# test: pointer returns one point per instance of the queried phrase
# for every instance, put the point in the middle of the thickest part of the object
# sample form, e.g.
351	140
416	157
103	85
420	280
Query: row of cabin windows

What to do: Reproduce the data above verbatim, line by line.

Result of this exercise:
# test: pointer returns one point per instance of the queried phrase
# for every instance, put the point in the middle of the thickest part of the object
# sample form, e.g.
351	140
416	157
103	85
420	280
Query: row of cabin windows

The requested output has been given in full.